**** Source extract

Two Kinds of Process Philosophy
Moreover, the idea of causal efficacy resonates with a strand of process philosophy rooted in attention to lived human experience—a tradition known as empirical process philosophy (e.g., Bernard Meland, Bernard Loomer) or, as I prefer, experiential process philosophy. This approach contrasts with speculative process philosophy (e.g., John Cobb, David Ray Griffin), which explores the nature of actualities (and potentialities) beyond immediate experience. While both traditions are part of the process philosophical framework, empirical process philosophy finds Whitehead's ideas particularly illuminating for understanding the nature of lived experience, whereas speculative process philosophy extends his insights to a more universal scope.
Embodied Metaphysics
The empirical strand of process philosophy is especially conducive to an embodied metaphysics. Embodied metaphysics is an approach to philosophy that emphasizes the body and embodied experience as foundational to understanding the nature of reality. It challenges dualistic notions that separate mind and body or physical and metaphysical realms, proposing instead that metaphysical truths are deeply intertwined with, and accessible through, our embodied existence.
Was Whitehead speculative or experiential?
Was Whitehead speculative or experiential? He was both. On the one hand, Whitehead was deeply attentive to lived human experience, using it as a model for understanding "occasions of experience," which he considered the fundamental units of reality. His philosophy was grounded in the immediacy of experience, and the terms he used to understand an occasion of experience were profoundly human in tone: prehensions as feelings, propositions as lures for feeling, occasions as aiming at satisfaction, "decisions" in the moment as definitive of the essence of actuality. In Adventures of Ideas, he focused particularly on ideals of Goodness, Truth, Beauty, and Peace—concepts deeply relevant to human life and its aspirations. These ideals, for Whitehead, were not abstract notions but guiding principles that shape the trajectory of individual and collective experience.

********
**** Entries supplied

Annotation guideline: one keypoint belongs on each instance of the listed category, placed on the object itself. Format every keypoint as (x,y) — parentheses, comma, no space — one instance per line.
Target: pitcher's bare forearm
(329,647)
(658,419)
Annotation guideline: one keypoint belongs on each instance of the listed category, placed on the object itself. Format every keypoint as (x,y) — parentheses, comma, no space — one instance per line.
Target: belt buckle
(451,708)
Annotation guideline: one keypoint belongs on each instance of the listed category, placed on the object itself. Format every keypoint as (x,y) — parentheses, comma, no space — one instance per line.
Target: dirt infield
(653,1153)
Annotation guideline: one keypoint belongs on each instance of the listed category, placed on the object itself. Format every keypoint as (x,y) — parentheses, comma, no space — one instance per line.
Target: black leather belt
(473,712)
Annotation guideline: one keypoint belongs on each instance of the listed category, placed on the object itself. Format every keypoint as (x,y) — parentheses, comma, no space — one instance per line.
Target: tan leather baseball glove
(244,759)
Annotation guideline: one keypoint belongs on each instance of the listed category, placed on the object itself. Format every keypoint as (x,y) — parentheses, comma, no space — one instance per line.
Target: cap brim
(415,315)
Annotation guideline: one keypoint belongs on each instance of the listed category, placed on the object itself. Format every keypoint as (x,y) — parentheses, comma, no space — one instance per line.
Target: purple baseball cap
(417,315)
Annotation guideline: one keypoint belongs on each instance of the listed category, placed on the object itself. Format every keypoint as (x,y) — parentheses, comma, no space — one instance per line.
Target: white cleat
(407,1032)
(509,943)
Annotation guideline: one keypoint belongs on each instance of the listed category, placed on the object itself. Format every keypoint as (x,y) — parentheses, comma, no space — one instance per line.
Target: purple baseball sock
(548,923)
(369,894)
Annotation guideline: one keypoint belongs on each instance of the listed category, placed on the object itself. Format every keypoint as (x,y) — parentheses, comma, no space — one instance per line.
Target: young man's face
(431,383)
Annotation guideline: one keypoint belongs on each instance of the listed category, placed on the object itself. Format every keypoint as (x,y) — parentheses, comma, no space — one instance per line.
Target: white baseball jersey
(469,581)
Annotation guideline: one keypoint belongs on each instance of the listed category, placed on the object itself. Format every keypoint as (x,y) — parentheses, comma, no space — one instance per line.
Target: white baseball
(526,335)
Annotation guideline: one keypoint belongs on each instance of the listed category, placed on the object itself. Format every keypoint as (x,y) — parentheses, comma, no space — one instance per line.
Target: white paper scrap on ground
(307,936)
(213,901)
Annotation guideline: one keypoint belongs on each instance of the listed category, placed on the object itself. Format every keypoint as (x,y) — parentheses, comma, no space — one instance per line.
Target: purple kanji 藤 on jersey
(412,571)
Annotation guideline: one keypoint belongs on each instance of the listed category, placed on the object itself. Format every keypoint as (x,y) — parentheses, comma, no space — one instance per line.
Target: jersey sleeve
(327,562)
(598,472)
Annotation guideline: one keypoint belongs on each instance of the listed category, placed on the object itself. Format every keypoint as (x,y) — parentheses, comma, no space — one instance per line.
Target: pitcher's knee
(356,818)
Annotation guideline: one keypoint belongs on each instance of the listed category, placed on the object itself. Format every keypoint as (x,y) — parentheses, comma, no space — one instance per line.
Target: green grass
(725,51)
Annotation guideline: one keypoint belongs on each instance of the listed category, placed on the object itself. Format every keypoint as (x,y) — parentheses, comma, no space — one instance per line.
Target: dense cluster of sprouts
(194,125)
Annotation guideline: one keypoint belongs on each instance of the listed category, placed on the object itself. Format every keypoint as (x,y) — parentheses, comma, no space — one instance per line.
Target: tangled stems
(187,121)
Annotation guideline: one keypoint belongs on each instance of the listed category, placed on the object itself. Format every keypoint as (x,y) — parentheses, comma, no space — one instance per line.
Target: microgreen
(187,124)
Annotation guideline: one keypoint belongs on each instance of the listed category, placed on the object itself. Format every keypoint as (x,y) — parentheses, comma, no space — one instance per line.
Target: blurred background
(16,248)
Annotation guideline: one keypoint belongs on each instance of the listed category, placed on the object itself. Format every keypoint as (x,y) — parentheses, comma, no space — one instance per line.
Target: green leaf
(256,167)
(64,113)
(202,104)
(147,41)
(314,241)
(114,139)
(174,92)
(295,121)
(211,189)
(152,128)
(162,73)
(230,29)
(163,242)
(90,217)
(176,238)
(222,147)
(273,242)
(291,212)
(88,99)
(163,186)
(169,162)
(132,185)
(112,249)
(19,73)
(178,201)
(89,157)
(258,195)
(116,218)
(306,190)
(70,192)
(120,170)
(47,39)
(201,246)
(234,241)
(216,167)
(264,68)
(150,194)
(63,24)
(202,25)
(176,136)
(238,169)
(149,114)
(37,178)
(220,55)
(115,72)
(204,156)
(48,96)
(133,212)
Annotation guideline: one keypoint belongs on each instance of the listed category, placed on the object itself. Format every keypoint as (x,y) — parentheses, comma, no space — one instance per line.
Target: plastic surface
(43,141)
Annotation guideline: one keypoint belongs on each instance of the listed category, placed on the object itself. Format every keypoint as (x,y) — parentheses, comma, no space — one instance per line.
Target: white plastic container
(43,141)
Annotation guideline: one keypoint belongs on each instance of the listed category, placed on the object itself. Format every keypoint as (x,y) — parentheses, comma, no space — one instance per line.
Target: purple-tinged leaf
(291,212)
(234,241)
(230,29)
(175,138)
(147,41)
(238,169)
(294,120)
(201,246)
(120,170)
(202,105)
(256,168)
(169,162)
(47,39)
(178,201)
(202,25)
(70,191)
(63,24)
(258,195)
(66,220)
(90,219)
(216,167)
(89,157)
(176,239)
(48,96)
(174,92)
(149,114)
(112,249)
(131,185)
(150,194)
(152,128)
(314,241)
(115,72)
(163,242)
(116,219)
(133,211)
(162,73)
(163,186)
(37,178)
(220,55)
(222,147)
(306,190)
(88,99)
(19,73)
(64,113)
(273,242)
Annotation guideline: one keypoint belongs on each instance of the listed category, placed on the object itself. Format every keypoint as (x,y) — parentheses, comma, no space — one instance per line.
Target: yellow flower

********

▶ **Problem**
Write the next part of the process philosophy passage, picking up after its final sentence. None of these entries are needed for the work on this page.

▶ **The answer**
On the other hand, Whitehead’s speculative scope extended far beyond human life. He was profoundly interested in the fundamental workings of the universe, including how occasions of experience operate within the depths of atoms and across the cosmos. His identification of eight categories of existence—actual occasions, eternal objects, nexus, propositions, contrasts, subjective forms, multiplicities, and the underlying concept of Creativity as the ultimate reality—demonstrates his commitment to articulating a metaphysical vision that encompasses all levels of existence. Moreover, his idea of God as the ultimate actuality reflects a cosmological perspective that seeks to address not only the dynamics of human experience but also the nature of reality as a whole.
In Science and the Modern World, Whitehead arrived at his notion of God primarily on speculative, not experiential, grounds. His concept of God as the "principle of concretion" emerged as a necessary component of his broader metaphysical system, addressing the interplay between order and novelty in the universe. While his later work, such as Process and Reality, incorporated a more nuanced understanding of God that included relational and experiential dimensions, his initial formulations were driven by a speculative attempt to solve the philosophical and scientific puzzles of his time. In this way, Whitehead’s philosophy bridges the experiential and the speculative, showing that the two are not opposed but interdependent. His work invites us to see the universe as a deeply relational process, where human life is both a microcosm of broader cosmic realities and a unique locus of value and meaning.